What to work on — The records below must be duplicated exactly, character for character.

Collected data —

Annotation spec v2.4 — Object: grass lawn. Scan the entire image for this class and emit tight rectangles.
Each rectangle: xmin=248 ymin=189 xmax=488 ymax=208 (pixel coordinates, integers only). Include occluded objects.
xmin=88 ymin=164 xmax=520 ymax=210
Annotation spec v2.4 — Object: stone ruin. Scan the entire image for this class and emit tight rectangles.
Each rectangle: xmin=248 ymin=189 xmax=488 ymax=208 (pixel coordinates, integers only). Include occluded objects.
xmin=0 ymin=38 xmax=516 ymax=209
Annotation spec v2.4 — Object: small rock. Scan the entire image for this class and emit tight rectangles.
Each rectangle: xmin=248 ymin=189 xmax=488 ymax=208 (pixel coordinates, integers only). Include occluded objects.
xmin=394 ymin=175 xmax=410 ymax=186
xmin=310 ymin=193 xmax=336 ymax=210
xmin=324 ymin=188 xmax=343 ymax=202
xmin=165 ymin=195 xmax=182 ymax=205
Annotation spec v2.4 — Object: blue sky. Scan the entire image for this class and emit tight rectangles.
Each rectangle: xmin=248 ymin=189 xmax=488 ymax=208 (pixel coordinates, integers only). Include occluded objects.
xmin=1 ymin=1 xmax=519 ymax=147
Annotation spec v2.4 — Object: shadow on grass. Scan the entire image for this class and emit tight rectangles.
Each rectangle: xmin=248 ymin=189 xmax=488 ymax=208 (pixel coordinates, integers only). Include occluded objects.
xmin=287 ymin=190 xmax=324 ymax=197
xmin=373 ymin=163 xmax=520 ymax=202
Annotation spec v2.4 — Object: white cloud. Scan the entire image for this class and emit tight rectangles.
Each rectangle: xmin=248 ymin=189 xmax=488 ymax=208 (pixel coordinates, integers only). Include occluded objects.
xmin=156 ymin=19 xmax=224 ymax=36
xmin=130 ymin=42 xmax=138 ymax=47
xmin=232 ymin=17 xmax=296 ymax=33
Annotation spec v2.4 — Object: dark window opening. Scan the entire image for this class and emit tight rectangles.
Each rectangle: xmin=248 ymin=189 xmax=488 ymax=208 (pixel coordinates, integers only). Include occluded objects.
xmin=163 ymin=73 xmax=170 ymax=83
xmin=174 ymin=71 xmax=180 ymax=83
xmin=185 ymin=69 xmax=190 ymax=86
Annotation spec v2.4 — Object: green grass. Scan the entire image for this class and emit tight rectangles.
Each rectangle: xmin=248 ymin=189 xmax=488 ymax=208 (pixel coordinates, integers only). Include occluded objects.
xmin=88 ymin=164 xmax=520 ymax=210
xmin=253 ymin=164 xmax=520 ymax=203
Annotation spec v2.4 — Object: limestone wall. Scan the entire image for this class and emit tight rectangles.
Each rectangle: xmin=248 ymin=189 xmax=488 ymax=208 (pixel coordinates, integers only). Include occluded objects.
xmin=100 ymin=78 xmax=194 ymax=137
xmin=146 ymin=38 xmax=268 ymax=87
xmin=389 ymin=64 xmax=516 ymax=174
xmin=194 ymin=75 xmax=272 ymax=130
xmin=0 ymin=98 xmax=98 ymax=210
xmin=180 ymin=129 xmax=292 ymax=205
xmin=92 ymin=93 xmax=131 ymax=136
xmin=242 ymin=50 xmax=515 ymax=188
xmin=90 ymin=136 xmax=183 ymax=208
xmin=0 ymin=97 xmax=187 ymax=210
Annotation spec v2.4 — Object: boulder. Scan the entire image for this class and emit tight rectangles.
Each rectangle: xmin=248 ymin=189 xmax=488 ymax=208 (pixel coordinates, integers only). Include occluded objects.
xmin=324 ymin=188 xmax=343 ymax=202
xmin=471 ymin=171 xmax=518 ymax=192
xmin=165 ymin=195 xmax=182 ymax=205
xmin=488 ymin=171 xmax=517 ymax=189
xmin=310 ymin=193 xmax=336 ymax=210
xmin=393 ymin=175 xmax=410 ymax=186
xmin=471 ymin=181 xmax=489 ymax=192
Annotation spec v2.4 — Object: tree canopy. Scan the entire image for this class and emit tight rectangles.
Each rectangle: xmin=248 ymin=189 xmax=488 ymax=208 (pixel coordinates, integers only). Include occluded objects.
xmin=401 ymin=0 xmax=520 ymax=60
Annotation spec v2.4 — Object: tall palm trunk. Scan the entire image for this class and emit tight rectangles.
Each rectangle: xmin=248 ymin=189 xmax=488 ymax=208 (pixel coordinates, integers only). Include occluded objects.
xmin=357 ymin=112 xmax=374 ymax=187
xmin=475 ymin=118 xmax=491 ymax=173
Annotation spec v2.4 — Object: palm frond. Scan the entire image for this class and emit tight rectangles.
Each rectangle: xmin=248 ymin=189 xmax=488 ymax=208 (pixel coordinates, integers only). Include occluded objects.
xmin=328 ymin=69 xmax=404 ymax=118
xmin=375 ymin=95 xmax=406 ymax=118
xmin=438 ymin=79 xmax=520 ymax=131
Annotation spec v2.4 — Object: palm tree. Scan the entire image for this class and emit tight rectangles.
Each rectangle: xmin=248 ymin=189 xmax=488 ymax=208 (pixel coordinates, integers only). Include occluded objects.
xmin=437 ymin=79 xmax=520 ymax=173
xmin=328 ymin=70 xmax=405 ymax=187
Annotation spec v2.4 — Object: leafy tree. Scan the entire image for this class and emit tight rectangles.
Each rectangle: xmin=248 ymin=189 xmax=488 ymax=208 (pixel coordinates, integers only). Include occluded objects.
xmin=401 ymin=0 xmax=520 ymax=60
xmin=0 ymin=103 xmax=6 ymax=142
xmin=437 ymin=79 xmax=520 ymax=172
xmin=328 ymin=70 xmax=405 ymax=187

Exercise output —
Annotation spec v2.4 — Object: grass lawn. Scan the entire image for this class and emit tight rectangles.
Each rectangle: xmin=248 ymin=189 xmax=488 ymax=208 (pixel coordinates, integers only). Include occluded objects.
xmin=88 ymin=164 xmax=520 ymax=210
Annotation spec v2.4 — Object: stone ruin. Scan the entire image for this class and emit tight rectangles.
Each rectangle: xmin=248 ymin=189 xmax=488 ymax=208 (pixel coordinates, integers only). Include occluded objects.
xmin=0 ymin=38 xmax=516 ymax=209
Annotation spec v2.4 — Object: small rock. Scan the entire image for this class and emit tight rectangles.
Each rectangle: xmin=248 ymin=189 xmax=488 ymax=208 (pixel coordinates, integers only). Include occluded objects.
xmin=394 ymin=175 xmax=410 ymax=186
xmin=310 ymin=193 xmax=336 ymax=210
xmin=324 ymin=188 xmax=343 ymax=202
xmin=165 ymin=195 xmax=182 ymax=205
Annotation spec v2.4 — Object: blue sky. Scan the entire image for this class and emit tight rectangles.
Each rectangle: xmin=248 ymin=189 xmax=488 ymax=208 (pixel coordinates, integers only). Include occluded objects.
xmin=1 ymin=1 xmax=519 ymax=147
Annotation spec v2.4 — Object: shadow on grass. Scan the entire image for this class and emit tight rectangles.
Each rectangle: xmin=248 ymin=189 xmax=488 ymax=208 (pixel coordinates, integers only). Include occluded objects.
xmin=287 ymin=190 xmax=324 ymax=197
xmin=373 ymin=163 xmax=520 ymax=202
Annotation spec v2.4 — Object: white cloud. Scan the entire image for this class and emit tight rectangles.
Each rectangle: xmin=248 ymin=189 xmax=488 ymax=208 (pixel coordinates, integers only). Include occluded objects.
xmin=156 ymin=19 xmax=224 ymax=36
xmin=130 ymin=42 xmax=138 ymax=47
xmin=232 ymin=17 xmax=296 ymax=33
Annotation spec v2.4 — Object: dark window opening. Scan the entire image for this class and emit tight rectangles.
Each rectangle: xmin=248 ymin=189 xmax=488 ymax=208 (pixel coordinates, integers only). Include occluded objects.
xmin=163 ymin=73 xmax=170 ymax=83
xmin=174 ymin=71 xmax=180 ymax=83
xmin=185 ymin=69 xmax=190 ymax=86
Annotation spec v2.4 — Object: green grass. Scan the entire image for this class and emit tight rectangles.
Each rectangle: xmin=248 ymin=189 xmax=488 ymax=208 (pixel coordinates, integers only). Include occluded objects.
xmin=88 ymin=164 xmax=520 ymax=210
xmin=253 ymin=164 xmax=520 ymax=203
Annotation spec v2.4 — Object: limestone wall. Scan the entire image for this class and emit tight rectangles.
Each rectangle: xmin=248 ymin=189 xmax=488 ymax=208 (pixel coordinates, integers only). Include occluded objects.
xmin=100 ymin=78 xmax=194 ymax=137
xmin=146 ymin=38 xmax=268 ymax=87
xmin=389 ymin=64 xmax=516 ymax=174
xmin=194 ymin=75 xmax=272 ymax=130
xmin=0 ymin=98 xmax=98 ymax=210
xmin=180 ymin=129 xmax=292 ymax=205
xmin=92 ymin=93 xmax=131 ymax=136
xmin=242 ymin=50 xmax=515 ymax=188
xmin=90 ymin=136 xmax=183 ymax=208
xmin=0 ymin=97 xmax=187 ymax=210
Annotation spec v2.4 — Object: boulder. Scan the entire image for this class and emit tight rectangles.
Each rectangle: xmin=248 ymin=189 xmax=488 ymax=208 (pixel coordinates, integers only). Include occluded objects.
xmin=324 ymin=188 xmax=343 ymax=202
xmin=471 ymin=171 xmax=518 ymax=192
xmin=165 ymin=195 xmax=182 ymax=205
xmin=488 ymin=171 xmax=517 ymax=189
xmin=310 ymin=193 xmax=336 ymax=210
xmin=393 ymin=175 xmax=410 ymax=186
xmin=471 ymin=181 xmax=489 ymax=192
Annotation spec v2.4 — Object: tree canopy. Scan the entire image for this class and emit tight rectangles.
Each rectangle: xmin=248 ymin=189 xmax=488 ymax=208 (pixel coordinates, integers only). Include occluded objects.
xmin=401 ymin=0 xmax=520 ymax=60
Annotation spec v2.4 — Object: tall palm trunk. Scan the entire image for this class and emit tight rectangles.
Each rectangle: xmin=248 ymin=189 xmax=488 ymax=208 (pixel coordinates, integers only). Include occluded objects.
xmin=357 ymin=112 xmax=374 ymax=187
xmin=475 ymin=118 xmax=491 ymax=173
Annotation spec v2.4 — Object: palm frond. Scan the entire image for this class and emit tight rectangles.
Each rectangle: xmin=248 ymin=189 xmax=488 ymax=208 (pixel coordinates, integers only). Include occluded objects.
xmin=328 ymin=69 xmax=404 ymax=118
xmin=375 ymin=95 xmax=406 ymax=118
xmin=438 ymin=79 xmax=520 ymax=131
Annotation spec v2.4 — Object: palm tree. Scan the entire image for this class and emit tight rectangles.
Each rectangle: xmin=248 ymin=189 xmax=488 ymax=208 (pixel coordinates, integers only). Include occluded objects.
xmin=437 ymin=79 xmax=520 ymax=173
xmin=328 ymin=70 xmax=405 ymax=187
Annotation spec v2.4 — Object: leafy tree. Scan the entire image for this class and emit tight rectangles.
Each rectangle: xmin=248 ymin=189 xmax=488 ymax=208 (pixel coordinates, integers only). Include occluded objects.
xmin=401 ymin=0 xmax=520 ymax=60
xmin=0 ymin=103 xmax=6 ymax=142
xmin=437 ymin=79 xmax=520 ymax=172
xmin=328 ymin=70 xmax=405 ymax=187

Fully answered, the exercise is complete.